> _What is required_
Revise the essay on teenage emotional abuse from the words "CW: Sexual abuse" through "you might imagine.", writing "ordeal" in place of "experience".

> _Text block_

CW: Sexual abuse & body shaming
Being subject to emotional abuse is an experience both insidious and almost impossible to articulate but for in retrospect. It is also an experience that, for many woman, can take place far earlier than you might imagine.
Despite living through it all ourselves, we tend to forget that teenagers are both sexual and sexualised, and dismiss their relationship dramas as ‘puppy love’ and ‘boy trouble’. Yet I am proof that such troubles can have immense impact on these girls’ current and future well-beings – despite being middle-class, grammar-school educated and from a relatively stable family, I still found myself aged 14 in a relationship which I can now say bore the hallmarks of emotional abuse, and which culminated in sexual assault. It’s difficult to talk about, and I would never attempt to prosecute him, but it’s important I do speak, because I’m not alone. In a 2009 survey funded by the NSPCC, a quarter of the girls (aged 13-17) surveyed reported physical violence in their relationships and three quarters reported emotional violence. Puppy love may seem innocuous and endearing, but behind the sweet surface lurks real and lasting trauma.

Named-object pointing lines
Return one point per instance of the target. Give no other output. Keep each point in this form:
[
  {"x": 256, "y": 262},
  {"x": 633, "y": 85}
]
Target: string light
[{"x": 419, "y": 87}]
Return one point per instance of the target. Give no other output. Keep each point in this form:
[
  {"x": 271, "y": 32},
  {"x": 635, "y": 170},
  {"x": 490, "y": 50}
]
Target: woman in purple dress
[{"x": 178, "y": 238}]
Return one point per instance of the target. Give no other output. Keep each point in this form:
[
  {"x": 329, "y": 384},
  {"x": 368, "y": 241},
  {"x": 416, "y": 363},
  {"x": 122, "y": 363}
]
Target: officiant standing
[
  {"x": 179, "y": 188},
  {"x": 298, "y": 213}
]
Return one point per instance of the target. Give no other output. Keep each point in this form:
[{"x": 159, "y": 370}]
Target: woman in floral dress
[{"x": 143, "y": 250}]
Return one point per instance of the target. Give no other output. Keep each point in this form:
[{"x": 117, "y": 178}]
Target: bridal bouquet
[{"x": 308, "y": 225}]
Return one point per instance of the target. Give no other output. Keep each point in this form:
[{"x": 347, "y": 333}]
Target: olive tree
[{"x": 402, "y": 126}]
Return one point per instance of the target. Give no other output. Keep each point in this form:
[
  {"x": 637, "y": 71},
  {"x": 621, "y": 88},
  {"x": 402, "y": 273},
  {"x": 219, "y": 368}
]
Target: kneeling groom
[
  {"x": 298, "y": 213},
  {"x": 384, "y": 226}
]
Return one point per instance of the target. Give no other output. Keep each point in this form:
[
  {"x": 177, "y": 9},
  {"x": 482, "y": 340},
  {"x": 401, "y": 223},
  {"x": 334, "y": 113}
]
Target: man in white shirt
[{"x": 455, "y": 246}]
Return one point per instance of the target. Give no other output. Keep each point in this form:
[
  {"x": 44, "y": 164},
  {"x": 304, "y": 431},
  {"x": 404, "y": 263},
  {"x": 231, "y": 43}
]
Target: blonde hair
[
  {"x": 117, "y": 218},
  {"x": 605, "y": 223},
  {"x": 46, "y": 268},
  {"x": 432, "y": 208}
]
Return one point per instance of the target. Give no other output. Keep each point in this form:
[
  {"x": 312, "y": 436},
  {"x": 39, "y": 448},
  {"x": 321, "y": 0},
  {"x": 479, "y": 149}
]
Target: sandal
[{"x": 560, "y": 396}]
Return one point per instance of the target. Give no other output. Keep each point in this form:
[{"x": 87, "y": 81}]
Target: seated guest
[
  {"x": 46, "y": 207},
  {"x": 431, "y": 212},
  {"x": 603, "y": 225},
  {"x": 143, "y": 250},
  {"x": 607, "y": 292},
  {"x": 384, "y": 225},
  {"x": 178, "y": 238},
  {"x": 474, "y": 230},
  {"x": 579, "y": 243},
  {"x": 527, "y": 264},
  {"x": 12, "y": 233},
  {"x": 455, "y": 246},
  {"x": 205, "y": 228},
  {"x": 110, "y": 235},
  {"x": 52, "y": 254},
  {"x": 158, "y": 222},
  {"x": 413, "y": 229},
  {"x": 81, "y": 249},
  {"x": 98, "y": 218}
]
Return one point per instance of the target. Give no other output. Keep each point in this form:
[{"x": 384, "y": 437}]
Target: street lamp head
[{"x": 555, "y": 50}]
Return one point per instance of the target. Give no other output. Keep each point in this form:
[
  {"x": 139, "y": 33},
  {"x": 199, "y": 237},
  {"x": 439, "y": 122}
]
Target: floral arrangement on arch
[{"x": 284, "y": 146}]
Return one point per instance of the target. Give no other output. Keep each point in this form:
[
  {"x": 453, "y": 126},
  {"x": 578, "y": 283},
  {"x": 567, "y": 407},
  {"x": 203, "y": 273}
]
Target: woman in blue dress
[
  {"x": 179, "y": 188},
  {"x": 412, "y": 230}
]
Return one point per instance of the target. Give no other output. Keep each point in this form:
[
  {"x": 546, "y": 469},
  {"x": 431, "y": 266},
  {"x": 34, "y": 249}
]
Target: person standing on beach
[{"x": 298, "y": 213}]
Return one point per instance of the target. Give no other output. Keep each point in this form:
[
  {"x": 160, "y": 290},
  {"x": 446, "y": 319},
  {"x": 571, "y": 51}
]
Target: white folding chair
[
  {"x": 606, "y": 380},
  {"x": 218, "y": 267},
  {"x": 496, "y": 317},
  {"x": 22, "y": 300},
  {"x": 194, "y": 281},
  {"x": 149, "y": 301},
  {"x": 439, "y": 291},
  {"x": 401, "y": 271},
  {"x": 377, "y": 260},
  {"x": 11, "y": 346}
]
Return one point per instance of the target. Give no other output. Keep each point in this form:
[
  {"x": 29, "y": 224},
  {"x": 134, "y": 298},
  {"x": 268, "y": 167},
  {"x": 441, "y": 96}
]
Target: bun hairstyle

--

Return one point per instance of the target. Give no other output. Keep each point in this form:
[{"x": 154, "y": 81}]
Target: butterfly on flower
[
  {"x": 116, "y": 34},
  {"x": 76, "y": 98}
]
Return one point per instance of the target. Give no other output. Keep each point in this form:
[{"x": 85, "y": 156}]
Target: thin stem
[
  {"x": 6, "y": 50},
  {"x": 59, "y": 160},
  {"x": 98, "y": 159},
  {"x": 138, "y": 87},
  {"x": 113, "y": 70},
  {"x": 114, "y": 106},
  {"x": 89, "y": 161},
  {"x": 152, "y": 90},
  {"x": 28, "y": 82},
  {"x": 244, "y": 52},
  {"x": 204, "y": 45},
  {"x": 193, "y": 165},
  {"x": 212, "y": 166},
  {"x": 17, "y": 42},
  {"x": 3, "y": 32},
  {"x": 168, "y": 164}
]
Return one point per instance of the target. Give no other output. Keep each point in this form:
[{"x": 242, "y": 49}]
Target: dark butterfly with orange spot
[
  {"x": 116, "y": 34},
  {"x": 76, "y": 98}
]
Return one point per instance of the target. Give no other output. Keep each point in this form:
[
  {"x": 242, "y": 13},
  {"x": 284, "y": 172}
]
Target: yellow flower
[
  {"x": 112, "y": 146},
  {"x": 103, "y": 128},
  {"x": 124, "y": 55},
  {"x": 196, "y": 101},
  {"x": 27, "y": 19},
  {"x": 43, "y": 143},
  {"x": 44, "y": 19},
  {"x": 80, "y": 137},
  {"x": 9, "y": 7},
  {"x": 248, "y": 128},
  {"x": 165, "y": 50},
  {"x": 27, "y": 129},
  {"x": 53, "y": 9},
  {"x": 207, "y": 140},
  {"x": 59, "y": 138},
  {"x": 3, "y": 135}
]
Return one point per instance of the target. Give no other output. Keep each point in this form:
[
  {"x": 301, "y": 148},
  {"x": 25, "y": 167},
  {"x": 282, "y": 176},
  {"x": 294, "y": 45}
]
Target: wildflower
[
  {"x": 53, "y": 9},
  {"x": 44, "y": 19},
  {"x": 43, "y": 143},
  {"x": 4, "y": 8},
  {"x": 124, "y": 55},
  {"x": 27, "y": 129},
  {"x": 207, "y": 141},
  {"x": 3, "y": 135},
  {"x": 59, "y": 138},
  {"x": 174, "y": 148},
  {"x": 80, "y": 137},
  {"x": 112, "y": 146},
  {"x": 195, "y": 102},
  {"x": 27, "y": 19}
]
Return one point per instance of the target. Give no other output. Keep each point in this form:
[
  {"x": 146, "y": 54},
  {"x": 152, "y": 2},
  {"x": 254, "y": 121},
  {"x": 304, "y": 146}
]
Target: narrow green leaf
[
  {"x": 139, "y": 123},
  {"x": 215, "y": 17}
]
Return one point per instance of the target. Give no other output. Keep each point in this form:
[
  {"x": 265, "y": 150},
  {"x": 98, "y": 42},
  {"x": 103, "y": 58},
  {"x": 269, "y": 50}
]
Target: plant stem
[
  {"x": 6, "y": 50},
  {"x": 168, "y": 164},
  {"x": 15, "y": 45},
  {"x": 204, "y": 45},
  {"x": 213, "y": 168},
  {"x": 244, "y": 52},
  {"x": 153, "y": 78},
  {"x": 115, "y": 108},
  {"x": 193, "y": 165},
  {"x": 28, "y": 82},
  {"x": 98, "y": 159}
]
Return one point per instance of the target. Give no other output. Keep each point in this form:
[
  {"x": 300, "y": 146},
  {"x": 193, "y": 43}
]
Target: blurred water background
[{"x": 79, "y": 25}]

> _Correct answer_
CW: Sexual abuse & body shaming
Being subject to emotional abuse is an ordeal both insidious and almost impossible to articulate but for in retrospect. It is also an ordeal that, for many woman, can take place far earlier than you might imagine.